Problem to work on = Change "Viking" to "Norse" in the part of the haemochromatosis article that opens with "The two large" and closes with "Dr Prince said.", and write out that part.

Provided passage =
1 in 7 people of Caucasian heritage carry the gene and the condition affects 1 in 200 people, which makes it the most common genetic condition in Australia. However, few people have heard of haemochromatosis.

World Haemochromatosis Week comes around on 3-9 June. Dr Dianne Prince has recently taken on the role of President of Haemochromatosis International and is seeking to increase worldwide awareness of the disease.


Why should we worry about haemochromatosis?

Haemochromatosis is a genetic condition that causes the body to absorb and store too much iron. This places strain on the body’s organs and tissues and if not treated can lead to serious health problems.

Symptoms of the illness vary; they might include fatigue, joint pain and abdominal pain of varying severity. These are similar to symptoms of other common conditions, and are often put down to aging. This makes it hard for doctors to diagnose the disease early, which is why those in the field are concerned by the lack of public awareness.


Iron overload impact bigger than we thought

Research released this year from the University of Exeter in the UK and the University of Connecticut in the USA showed that the affects of haemochromatosis in contributing to other health problems are actually worse than previously thought.

The two large studies found that haemochromatosis compounds the risk of diabetes, liver disease and arthritis. The research also found that older adults with the genetic condition (60-70 years of age), were at increased risk of chronic pain, frailty and sarcopenia (loss of skeletal muscle mass associated with aging).

Analysis of UK Biobank data found that deaths from liver cancer in men with the C282Y mutation in the HFE gene were much higher than anticipated.

Also in men, researchers found that 1.6% of all hip replacements and 5.8% of all liver cancers occurred in those with the two haemochromatosis gene mutations.

“The gene is more prevalent in families of Celtic origin descended from Viking stock which are now dispersed globally. Our international alliance of volunteer organisations enables us to work together to expand knowledge and awareness about the condition,” Dr Prince said.

If you have symptoms or a relative with haemochromatosis, you can talk to your doctor about testing. If repeat blood tests reveal high iron levels, a genetic test can be performed to look for C282Y and/or H63D mutations in the HFE gene. You’ll be diagnosed with haemochromatosis (or at risk of developing iron overload) if you are found to have two faulty copies of the gene. With only one mutation you’ll be told you are a carrier – this means you are unlikely to have any symptoms but may pass the condition on to a child.

Treatment involves regular venesection (giving blood) to remove iron from the body to prevent the build up that leads to symptoms and longer term damage of organs and tissues.

Extracted material =
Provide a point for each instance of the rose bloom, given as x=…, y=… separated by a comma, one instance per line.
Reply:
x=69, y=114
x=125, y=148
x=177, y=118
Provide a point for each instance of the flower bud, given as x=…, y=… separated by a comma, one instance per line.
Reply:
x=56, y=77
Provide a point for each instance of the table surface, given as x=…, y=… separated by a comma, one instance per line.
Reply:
* * *
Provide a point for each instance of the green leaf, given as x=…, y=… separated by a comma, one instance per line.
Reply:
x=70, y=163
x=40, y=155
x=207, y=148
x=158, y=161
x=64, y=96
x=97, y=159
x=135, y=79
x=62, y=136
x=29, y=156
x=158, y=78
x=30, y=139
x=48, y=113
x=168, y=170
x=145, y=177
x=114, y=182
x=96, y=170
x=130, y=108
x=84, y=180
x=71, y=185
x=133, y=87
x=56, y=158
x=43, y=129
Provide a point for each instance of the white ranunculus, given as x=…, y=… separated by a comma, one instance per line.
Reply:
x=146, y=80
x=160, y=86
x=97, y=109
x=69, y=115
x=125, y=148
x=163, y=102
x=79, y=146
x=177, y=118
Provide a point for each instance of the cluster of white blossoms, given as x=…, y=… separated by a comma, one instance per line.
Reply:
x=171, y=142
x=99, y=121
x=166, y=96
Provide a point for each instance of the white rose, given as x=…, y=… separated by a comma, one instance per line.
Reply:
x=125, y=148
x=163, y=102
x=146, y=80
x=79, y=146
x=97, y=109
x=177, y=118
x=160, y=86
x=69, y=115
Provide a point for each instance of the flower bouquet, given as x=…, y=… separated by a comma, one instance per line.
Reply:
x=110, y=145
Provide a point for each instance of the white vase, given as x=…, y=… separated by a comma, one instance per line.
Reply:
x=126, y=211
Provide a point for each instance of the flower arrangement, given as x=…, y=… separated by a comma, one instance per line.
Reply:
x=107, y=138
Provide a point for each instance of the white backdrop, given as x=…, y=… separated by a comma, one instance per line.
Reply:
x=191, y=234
--
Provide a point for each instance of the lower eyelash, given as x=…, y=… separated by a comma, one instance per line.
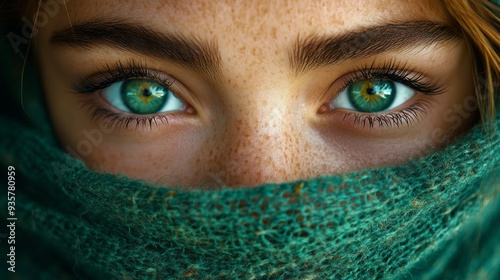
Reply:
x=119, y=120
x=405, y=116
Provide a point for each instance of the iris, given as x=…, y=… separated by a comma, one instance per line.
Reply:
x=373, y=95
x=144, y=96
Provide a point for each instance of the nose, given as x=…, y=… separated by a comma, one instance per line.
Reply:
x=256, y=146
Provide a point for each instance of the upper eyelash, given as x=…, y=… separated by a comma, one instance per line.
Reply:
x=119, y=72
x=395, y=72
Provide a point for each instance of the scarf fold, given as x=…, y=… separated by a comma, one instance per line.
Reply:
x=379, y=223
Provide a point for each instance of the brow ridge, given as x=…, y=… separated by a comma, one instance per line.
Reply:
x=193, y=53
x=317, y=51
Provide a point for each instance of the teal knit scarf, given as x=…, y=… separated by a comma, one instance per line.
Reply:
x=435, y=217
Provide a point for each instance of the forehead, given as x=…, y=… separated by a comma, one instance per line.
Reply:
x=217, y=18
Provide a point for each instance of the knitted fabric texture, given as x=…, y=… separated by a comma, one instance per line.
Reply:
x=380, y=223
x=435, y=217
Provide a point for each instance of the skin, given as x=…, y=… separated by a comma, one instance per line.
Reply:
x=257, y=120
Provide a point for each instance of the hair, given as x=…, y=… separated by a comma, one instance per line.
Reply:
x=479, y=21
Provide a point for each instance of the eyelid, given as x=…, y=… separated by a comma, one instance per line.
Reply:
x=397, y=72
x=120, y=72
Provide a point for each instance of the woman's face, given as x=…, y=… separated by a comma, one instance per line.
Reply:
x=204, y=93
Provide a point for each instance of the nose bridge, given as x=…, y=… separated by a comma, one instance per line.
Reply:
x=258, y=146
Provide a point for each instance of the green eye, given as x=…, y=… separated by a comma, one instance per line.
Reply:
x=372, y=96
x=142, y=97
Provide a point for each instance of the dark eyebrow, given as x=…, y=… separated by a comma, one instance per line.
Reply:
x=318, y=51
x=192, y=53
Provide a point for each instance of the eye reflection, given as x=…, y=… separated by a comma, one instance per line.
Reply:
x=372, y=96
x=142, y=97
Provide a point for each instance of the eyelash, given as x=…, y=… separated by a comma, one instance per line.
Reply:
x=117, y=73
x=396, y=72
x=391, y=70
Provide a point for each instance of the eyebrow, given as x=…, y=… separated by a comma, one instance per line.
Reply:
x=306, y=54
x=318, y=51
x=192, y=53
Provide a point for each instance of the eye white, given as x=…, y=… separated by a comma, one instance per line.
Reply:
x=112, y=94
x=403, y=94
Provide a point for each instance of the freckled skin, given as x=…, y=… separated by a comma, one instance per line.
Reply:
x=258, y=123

Answer section =
The two large studies found that haemochromatosis compounds the risk of diabetes, liver disease and arthritis. The research also found that older adults with the genetic condition (60-70 years of age), were at increased risk of chronic pain, frailty and sarcopenia (loss of skeletal muscle mass associated with aging).

Analysis of UK Biobank data found that deaths from liver cancer in men with the C282Y mutation in the HFE gene were much higher than anticipated.

Also in men, researchers found that 1.6% of all hip replacements and 5.8% of all liver cancers occurred in those with the two haemochromatosis gene mutations.

“The gene is more prevalent in families of Celtic origin descended from Norse stock which are now dispersed globally. Our international alliance of volunteer organisations enables us to work together to expand knowledge and awareness about the condition,” Dr Prince said.